- _Polecenia do ćwiczenia_:
• 1. O ile procent średnio zdrożały polisy na całym świecie według tekstu o cenach ubezpieczeń?
• 2. Wypisz z tekstu o cenach ubezpieczeń dokładny fragment, który zaczyna się od słów „Bardzo mocno też” i kończy na słowach „dojdzie do kryzysu.”.

- _Prezentowany tekst_:
════════════════
Na rynku globalnym ceny ubezpieczeń idą w górę i nic nie zapowiada, aby trend mógł się zmienić. Oczywiście można zauważyć pewne wyjątki i odstępstwa, ale całościowo nie wygląda to zbyt optymistycznie. Jak podają eksperci śledzący rynek całościowo, to średnio polisy na całym świecie zdrożały o 18 procent. Za taki stan rzeczy można obwinić zeszłoroczną pandemię i wiele pojawiających się wtedy znaków zapytania, choć to nie był jedyny powód.
Ubezpieczenia majątkowe wzrosły średnio o 15 procent w skali roku. Porażające jest to, że zestawiając sam czwarty kwartał 2020 widać wzrost ceny o 20 procent. Osoby korzystające z ubezpieczeń finansowych oraz przeznaczonych dla profesjonalistów zapłaciły nawet o 40 procent więcej. Średnią ratują ceny ubezpieczeń OC, gdzie odnotowano tylko wzrost o 6 procent. Są to rozwiązania najpopularniejsze i w tym segmencie od lat cena była stabilna.
Bardzo mocno też zawyżają średnią ubezpieczenia dedykowane dla zabezpieczania systemów informatycznych. Jest to relatywnie młody segment ubezpieczeń, ale mocno nabiera na wartości. Warto przytoczyć choćby średni wzrost cen w Wielkiej Brytanii o 35 procent w skali roku czy z regionu Pacyfiku o 29 procent w skali roku.
Tendencje światowe także umacniają się na rynku polskim. Jak podają eksperci jest to efekt obecnego sposobu zarządzania ryzykiem oraz jakością oferowanych usług. Dziś po prostu klient musi być gotowy na to, aby inwestować w bezpieczeństwo. W innym wypadku cena ubezpieczenia może okazać się jego najmniejszym zmartwieniem, jeśli faktycznie dojdzie do kryzysu.
════════════════
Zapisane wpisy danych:
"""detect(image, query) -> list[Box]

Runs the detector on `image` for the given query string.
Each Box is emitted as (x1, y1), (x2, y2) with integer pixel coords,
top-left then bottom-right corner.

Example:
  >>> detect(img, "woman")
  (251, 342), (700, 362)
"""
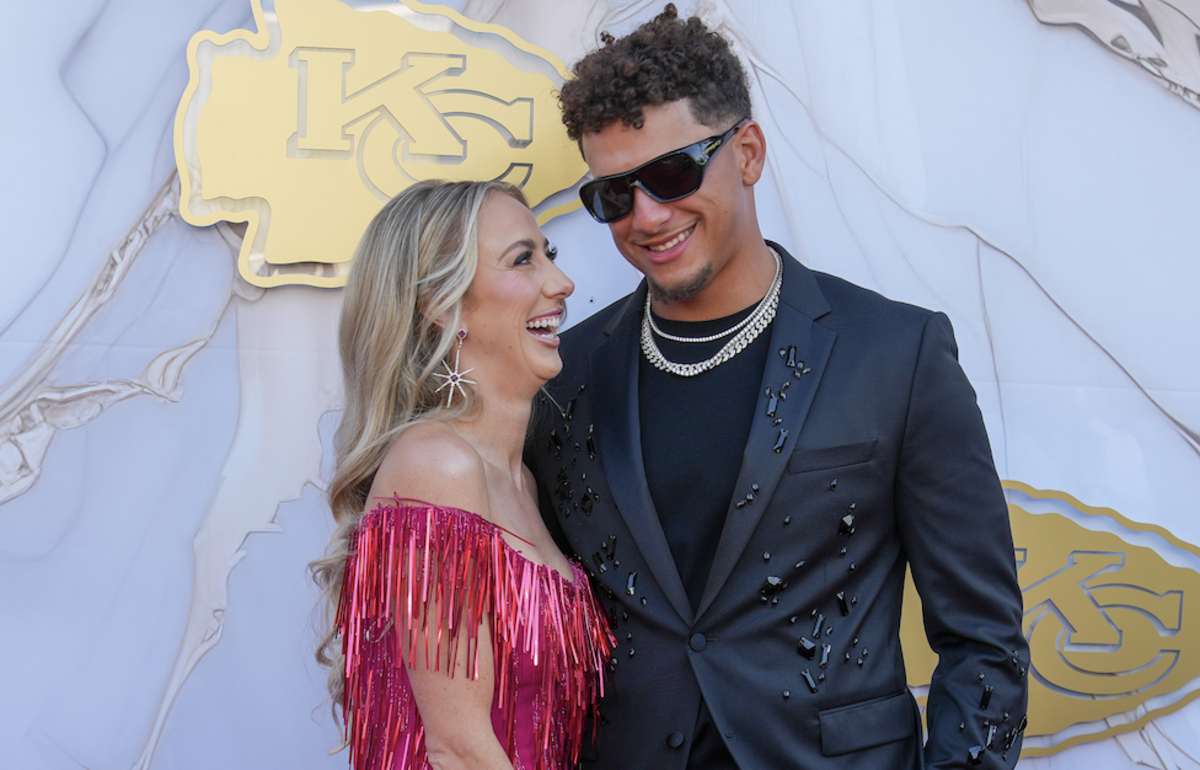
(314, 181), (613, 770)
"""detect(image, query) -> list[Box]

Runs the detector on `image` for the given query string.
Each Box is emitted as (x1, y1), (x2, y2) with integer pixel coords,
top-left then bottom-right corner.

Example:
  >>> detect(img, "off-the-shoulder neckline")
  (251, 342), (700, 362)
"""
(368, 497), (582, 585)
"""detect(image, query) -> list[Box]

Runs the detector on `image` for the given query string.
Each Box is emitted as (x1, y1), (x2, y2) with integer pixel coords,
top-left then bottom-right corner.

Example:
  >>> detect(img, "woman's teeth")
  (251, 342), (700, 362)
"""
(526, 315), (562, 337)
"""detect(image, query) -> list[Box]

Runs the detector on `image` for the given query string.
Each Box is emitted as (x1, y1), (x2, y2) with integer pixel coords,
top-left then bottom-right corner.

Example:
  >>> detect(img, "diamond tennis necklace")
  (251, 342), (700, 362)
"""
(642, 249), (784, 377)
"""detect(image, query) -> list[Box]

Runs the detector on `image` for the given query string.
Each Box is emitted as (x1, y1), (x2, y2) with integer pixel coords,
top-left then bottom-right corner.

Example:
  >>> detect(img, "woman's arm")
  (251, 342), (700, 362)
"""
(371, 423), (512, 770)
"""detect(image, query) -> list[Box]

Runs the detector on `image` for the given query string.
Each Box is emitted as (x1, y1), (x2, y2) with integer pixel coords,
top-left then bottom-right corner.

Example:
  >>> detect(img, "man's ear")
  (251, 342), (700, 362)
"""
(733, 120), (767, 187)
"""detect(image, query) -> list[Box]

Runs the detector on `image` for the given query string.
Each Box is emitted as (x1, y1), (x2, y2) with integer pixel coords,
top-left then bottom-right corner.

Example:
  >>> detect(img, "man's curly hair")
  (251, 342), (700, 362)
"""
════════════════
- _Odpowiedzi według numerów_:
• 1. O 18 procent.

• 2.
Bardzo mocno też zawyżają średnią ubezpieczenia dedykowane dla zabezpieczania systemów informatycznych. Jest to relatywnie młody segment ubezpieczeń, ale mocno nabiera na wartości. Warto przytoczyć choćby średni wzrost cen w Wielkiej Brytanii o 35 procent w skali roku czy z regionu Pacyfiku o 29 procent w skali roku.
Tendencje światowe także umacniają się na rynku polskim. Jak podają eksperci jest to efekt obecnego sposobu zarządzania ryzykiem oraz jakością oferowanych usług. Dziś po prostu klient musi być gotowy na to, aby inwestować w bezpieczeństwo. W innym wypadku cena ubezpieczenia może okazać się jego najmniejszym zmartwieniem, jeśli faktycznie dojdzie do kryzysu.